▶ Set task: Output the material below in its entirety, exactly as given.

Stored dataset items

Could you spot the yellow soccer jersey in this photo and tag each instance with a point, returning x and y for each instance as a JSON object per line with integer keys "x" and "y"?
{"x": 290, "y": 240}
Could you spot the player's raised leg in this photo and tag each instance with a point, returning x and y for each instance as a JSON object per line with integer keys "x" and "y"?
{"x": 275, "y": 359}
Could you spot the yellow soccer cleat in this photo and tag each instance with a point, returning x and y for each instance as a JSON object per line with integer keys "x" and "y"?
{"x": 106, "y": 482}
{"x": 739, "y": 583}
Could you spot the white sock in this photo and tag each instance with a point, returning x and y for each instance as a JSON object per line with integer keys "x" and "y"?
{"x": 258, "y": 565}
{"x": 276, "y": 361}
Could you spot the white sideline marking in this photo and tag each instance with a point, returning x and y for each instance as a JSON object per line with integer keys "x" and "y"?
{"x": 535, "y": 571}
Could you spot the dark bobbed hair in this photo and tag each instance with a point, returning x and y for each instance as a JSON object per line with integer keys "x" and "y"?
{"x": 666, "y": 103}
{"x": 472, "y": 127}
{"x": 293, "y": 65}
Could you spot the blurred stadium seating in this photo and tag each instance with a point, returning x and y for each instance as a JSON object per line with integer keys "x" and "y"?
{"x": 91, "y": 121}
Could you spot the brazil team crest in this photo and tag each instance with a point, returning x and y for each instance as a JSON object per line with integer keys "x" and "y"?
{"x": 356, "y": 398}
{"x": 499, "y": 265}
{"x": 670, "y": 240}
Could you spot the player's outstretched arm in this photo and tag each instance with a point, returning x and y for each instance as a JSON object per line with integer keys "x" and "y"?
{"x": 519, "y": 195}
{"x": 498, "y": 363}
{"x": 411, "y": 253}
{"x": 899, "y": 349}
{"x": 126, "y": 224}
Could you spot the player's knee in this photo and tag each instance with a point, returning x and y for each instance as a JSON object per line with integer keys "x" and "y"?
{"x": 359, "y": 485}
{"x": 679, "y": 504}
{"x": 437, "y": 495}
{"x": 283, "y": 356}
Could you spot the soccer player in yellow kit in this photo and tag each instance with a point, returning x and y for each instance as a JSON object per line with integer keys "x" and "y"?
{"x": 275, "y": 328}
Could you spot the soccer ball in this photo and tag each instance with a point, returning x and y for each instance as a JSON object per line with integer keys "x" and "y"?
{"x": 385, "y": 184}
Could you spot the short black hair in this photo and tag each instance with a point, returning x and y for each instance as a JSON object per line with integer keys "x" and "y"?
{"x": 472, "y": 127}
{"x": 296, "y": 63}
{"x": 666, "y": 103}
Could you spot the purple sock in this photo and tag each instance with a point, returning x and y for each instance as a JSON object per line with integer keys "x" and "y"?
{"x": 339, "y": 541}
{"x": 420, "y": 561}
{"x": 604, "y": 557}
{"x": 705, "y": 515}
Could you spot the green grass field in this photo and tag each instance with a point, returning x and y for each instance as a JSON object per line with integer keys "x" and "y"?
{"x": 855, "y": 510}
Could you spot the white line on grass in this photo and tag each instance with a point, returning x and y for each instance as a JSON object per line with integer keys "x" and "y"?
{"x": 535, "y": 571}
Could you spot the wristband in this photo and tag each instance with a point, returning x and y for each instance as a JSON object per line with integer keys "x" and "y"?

▶ Result for this task:
Could you spot the yellow soccer jersey in this photo and tag each instance with a point, returning x and y for each instance as a JSON object per line with integer keys "x" and "y"?
{"x": 290, "y": 240}
Could you spot the player's raised leg in this photo and tag each instance with a point, returning x and y for each instance as a JSON object per line with integer keys "x" and "y"?
{"x": 275, "y": 359}
Could you spot the yellow soccer cleat in this photo and tag each instance with a point, returning x and y for each instance as a JSON object per line with integer keys "x" and "y"?
{"x": 106, "y": 482}
{"x": 739, "y": 583}
Could you spot the white sock in this photo and tag each instance with a point, returning x and y for each instance as a JSON object per line with integer keys "x" and "y"?
{"x": 258, "y": 565}
{"x": 276, "y": 361}
Could you spot the white sideline marking in this photo and tag each instance with a point, returning x and y for each instance as a JSON object per line with integer keys "x" and "y"?
{"x": 535, "y": 571}
Could you spot the dark bobbed hair in this photo and tag each instance with a point, returning x and y for each instance as a JSON object per line with integer keys "x" and "y"?
{"x": 666, "y": 103}
{"x": 472, "y": 127}
{"x": 293, "y": 65}
Could you spot the blurred stadium seating in this photo and tag each instance with a point, returning x and y for each instance as a JSON object per line with integer keys "x" and "y"?
{"x": 91, "y": 121}
Could you spot the brazil team crest in this photo and tag each instance with a point, returning x and y for each instance as a JSON object per line with integer keys "x" and "y"?
{"x": 356, "y": 398}
{"x": 499, "y": 265}
{"x": 670, "y": 240}
Could you spot the player's outstretched arm in this photo and tag each instance with a point, returning x and y for each instance as a JSON object per line with integer keys "x" and "y"?
{"x": 519, "y": 195}
{"x": 498, "y": 363}
{"x": 411, "y": 253}
{"x": 899, "y": 349}
{"x": 126, "y": 224}
Could you spot the player's knee in this photo and tag each instance with a point, returning x and y for each instance as a JSON object per line with integer keys "x" and "y"?
{"x": 359, "y": 485}
{"x": 679, "y": 504}
{"x": 437, "y": 495}
{"x": 283, "y": 356}
Could you spot the soccer player in yellow kit in this photo and tag each instance with a point, returning x and y for each instance as a JSON object per line with integer keys "x" and "y"?
{"x": 275, "y": 328}
Could you spot the soccer ball in this photo and tag each instance with a point, returning x and y for each instance as a JSON object per line with integer keys "x" and "y"?
{"x": 385, "y": 184}
Could you spot the short black hair in this photo and tag each instance with a point, returning x and y for each instance as a JSON object per line with integer keys "x" and "y"?
{"x": 472, "y": 127}
{"x": 296, "y": 63}
{"x": 666, "y": 103}
Could you spot the purple sock in this photo and tag each instance with a point, returning x and y for each instance as a JSON object per line with integer keys "x" and "y"?
{"x": 339, "y": 541}
{"x": 420, "y": 561}
{"x": 604, "y": 557}
{"x": 705, "y": 515}
Could you spot the green grass field in this photo and tag each instance with a point, returning x and y for each instance as a JSON object per line with integer keys "x" and "y"?
{"x": 855, "y": 510}
Could you spot the white line on grass in this photo and tag each instance with a point, returning x and y for each instance as a JSON object per line with integer keys "x" and "y"?
{"x": 535, "y": 571}
Could you spot the wristband in this photo and tag each instance with a point, returning x and y for each instance as a JSON object per line with integer keys "x" and "y"?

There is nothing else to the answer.